───── PASSAGE SHOWN

TWO Coventry residents have received Maundy Gifts from The Queen.
Each year at the Royal Maundy Service, her majesty recognises and gives thanks for work done by countless people for the wellbeing of their neighbours – work which is often taken for granted or hidden.
The service this year was due to be taken in Westminster Abbey today and Sheila Wicks and Canon Margaret Sedgwick were among this year’s recipients.
But, due to current Covid restrictions, the service was unable to go ahead, and the gift was accompanied by a personal letter from The Queen instead.
The Maundy Gift comprises a collection of specially minted silver coins.
Shelia Wicks lives in Walsgrave, Coventry.
Before lockdown Shelia had been a volunteer at University Hospital Coventry and Warwickshire for 45 years, latterly as a Lay Chaplaincy Volunteer.
She has worshipped at St Mary’s, Walsgrave, for 68 years.

──────────
───── INFORMATION

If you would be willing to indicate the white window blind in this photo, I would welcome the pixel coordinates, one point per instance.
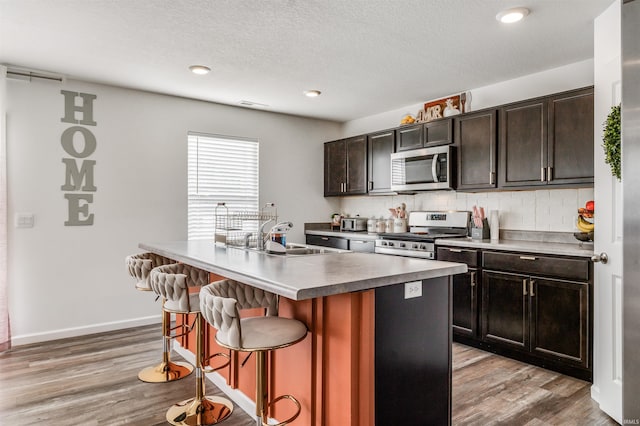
(221, 169)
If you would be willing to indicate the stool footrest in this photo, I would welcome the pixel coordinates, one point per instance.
(165, 372)
(205, 411)
(290, 419)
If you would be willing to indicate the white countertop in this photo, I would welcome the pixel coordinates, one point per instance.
(304, 277)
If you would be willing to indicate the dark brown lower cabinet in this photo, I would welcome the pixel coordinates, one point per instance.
(531, 307)
(548, 319)
(465, 290)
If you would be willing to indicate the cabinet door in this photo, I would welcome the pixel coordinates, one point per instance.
(505, 311)
(560, 320)
(409, 137)
(523, 144)
(356, 182)
(438, 132)
(381, 146)
(571, 138)
(465, 290)
(476, 143)
(335, 168)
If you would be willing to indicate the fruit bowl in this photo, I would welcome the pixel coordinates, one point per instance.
(584, 236)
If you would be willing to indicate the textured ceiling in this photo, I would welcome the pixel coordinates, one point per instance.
(366, 56)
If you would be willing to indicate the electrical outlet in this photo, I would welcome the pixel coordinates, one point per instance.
(412, 289)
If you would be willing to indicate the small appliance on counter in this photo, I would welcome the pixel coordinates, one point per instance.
(353, 224)
(424, 228)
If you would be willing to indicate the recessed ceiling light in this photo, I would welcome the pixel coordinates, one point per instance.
(199, 69)
(510, 16)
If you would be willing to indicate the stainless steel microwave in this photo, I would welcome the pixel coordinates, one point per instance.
(422, 169)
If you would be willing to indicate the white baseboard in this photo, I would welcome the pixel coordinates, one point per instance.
(25, 339)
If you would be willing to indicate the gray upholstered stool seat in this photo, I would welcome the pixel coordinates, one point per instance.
(266, 333)
(220, 305)
(175, 283)
(139, 267)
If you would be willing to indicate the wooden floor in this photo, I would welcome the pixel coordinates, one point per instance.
(92, 380)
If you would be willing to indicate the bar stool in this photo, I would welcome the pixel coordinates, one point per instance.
(139, 267)
(220, 303)
(173, 283)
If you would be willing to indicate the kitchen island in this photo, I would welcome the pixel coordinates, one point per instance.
(379, 346)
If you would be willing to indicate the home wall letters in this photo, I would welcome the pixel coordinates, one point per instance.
(79, 143)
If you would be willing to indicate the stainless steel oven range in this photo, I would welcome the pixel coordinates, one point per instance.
(424, 228)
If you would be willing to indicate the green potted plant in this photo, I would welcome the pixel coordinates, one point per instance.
(611, 141)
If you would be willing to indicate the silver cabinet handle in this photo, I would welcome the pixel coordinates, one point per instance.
(527, 258)
(602, 257)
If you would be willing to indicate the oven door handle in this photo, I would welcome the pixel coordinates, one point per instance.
(434, 167)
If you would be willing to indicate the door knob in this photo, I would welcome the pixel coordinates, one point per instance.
(602, 257)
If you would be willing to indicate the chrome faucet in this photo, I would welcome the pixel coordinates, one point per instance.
(262, 236)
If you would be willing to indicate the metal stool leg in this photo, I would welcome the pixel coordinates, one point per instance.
(166, 371)
(262, 394)
(202, 410)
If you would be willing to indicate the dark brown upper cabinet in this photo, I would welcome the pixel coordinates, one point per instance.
(345, 166)
(381, 146)
(438, 132)
(547, 141)
(476, 142)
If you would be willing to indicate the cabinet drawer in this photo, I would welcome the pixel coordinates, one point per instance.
(531, 264)
(452, 254)
(362, 245)
(335, 242)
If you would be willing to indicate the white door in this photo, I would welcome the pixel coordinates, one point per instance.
(607, 324)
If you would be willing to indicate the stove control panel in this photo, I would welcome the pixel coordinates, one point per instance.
(424, 250)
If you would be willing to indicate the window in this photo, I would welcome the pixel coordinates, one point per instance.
(221, 169)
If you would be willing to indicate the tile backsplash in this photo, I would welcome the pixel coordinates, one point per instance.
(541, 210)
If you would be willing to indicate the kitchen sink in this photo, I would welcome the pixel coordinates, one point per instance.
(294, 249)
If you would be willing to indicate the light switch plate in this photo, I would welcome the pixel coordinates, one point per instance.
(25, 220)
(412, 289)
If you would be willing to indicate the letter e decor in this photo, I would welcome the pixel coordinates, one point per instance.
(79, 143)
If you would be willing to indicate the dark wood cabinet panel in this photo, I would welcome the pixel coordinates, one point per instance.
(505, 309)
(335, 167)
(438, 132)
(534, 264)
(345, 166)
(476, 142)
(560, 318)
(465, 290)
(547, 141)
(409, 137)
(571, 138)
(465, 316)
(356, 165)
(523, 144)
(381, 146)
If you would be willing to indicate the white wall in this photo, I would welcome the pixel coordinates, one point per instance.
(572, 76)
(541, 210)
(67, 281)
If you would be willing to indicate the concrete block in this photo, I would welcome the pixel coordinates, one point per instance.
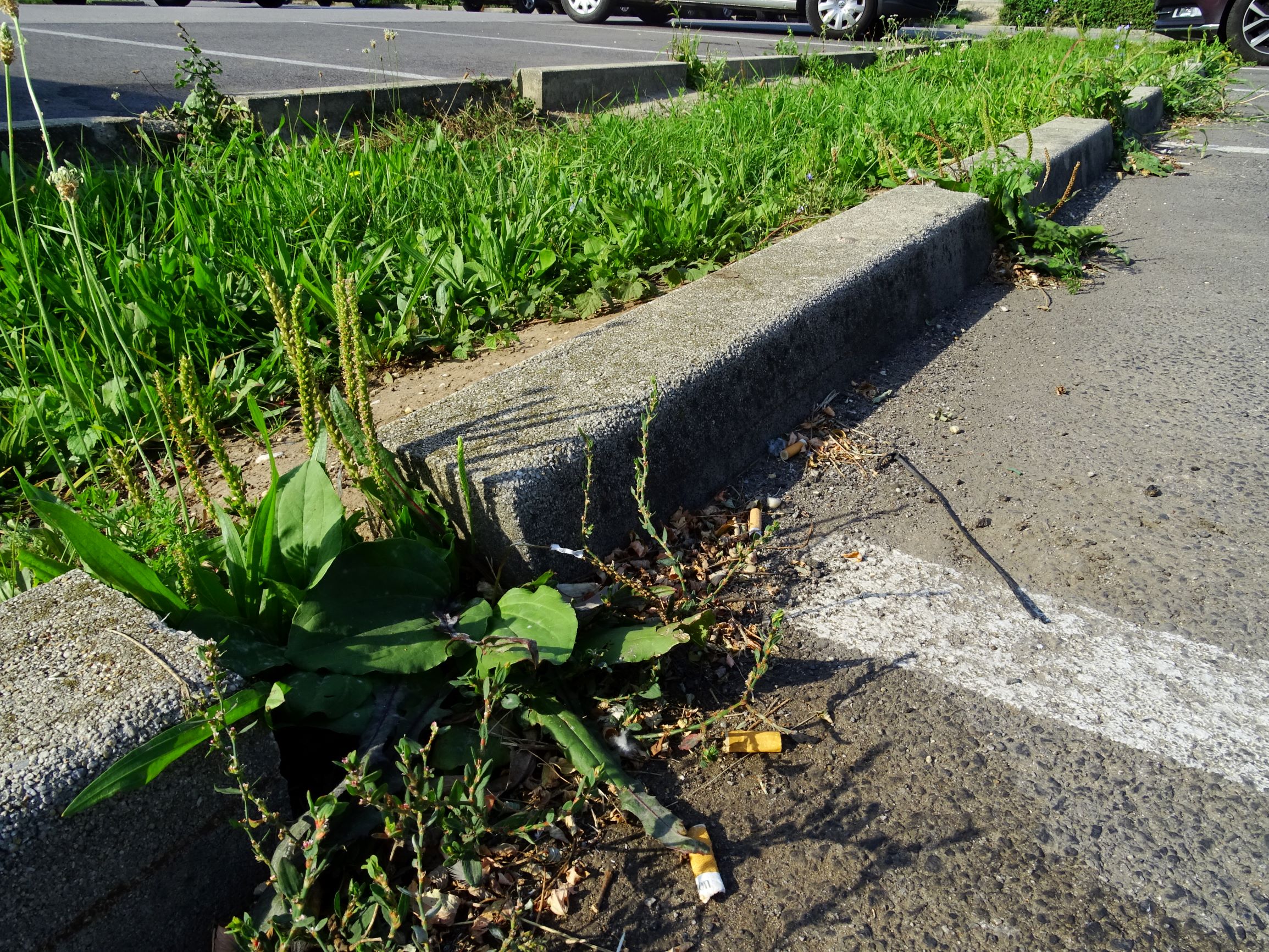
(746, 69)
(155, 868)
(740, 356)
(1064, 142)
(1144, 109)
(101, 136)
(339, 108)
(849, 59)
(570, 89)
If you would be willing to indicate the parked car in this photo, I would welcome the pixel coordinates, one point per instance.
(835, 19)
(1244, 25)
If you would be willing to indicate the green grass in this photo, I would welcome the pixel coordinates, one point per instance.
(461, 233)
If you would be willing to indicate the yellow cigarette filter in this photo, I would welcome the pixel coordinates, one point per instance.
(705, 867)
(754, 743)
(792, 450)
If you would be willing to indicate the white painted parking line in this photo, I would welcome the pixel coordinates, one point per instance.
(1210, 148)
(1155, 692)
(483, 36)
(224, 54)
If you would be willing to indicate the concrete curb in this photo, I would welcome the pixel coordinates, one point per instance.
(1144, 109)
(568, 89)
(739, 357)
(154, 868)
(335, 108)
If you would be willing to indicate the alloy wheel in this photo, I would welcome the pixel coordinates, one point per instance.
(845, 14)
(1255, 26)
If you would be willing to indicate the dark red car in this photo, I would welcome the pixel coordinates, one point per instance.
(1244, 25)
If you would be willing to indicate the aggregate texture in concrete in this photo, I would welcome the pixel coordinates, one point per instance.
(736, 357)
(155, 868)
(342, 108)
(577, 88)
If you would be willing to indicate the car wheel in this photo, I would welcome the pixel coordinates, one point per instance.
(589, 10)
(842, 19)
(1249, 30)
(654, 15)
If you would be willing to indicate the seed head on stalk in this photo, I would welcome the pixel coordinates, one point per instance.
(67, 179)
(197, 404)
(181, 437)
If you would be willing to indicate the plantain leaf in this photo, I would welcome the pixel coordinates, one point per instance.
(633, 643)
(104, 559)
(310, 522)
(326, 695)
(593, 760)
(542, 616)
(375, 610)
(142, 765)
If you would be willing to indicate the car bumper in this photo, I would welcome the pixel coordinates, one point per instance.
(1173, 19)
(910, 9)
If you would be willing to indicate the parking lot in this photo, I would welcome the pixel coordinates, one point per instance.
(83, 56)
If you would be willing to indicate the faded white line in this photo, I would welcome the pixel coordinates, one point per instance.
(1161, 694)
(1210, 148)
(224, 54)
(481, 36)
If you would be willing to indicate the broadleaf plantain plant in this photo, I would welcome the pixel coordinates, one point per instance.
(381, 640)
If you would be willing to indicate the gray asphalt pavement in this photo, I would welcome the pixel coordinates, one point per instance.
(83, 56)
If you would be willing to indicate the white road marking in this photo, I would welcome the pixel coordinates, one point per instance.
(223, 54)
(1250, 150)
(481, 36)
(1160, 694)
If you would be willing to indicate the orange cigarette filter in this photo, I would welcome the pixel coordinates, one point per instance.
(705, 867)
(754, 743)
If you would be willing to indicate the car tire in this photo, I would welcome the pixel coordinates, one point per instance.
(842, 19)
(654, 14)
(1248, 30)
(589, 10)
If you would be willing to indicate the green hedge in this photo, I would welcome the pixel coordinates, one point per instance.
(1083, 13)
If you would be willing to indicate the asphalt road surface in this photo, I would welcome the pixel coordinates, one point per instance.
(81, 56)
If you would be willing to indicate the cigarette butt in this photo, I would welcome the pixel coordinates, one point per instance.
(705, 867)
(792, 450)
(754, 743)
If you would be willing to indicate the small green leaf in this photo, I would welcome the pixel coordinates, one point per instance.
(310, 522)
(326, 695)
(375, 611)
(104, 559)
(633, 643)
(142, 765)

──────────

● **EXPLORE THE MATERIAL**
1. In the Maundy Gifts article, what does the Maundy Gift consist of?
2. Copy the stretch of the Maundy Gifts article from "Before lockdown Shelia" through "for 68 years.".

● **ANSWERS**
1. A collection of specially minted silver coins.

2.
Before lockdown Shelia had been a volunteer at University Hospital Coventry and Warwickshire for 45 years, latterly as a Lay Chaplaincy Volunteer.
She has worshipped at St Mary’s, Walsgrave, for 68 years.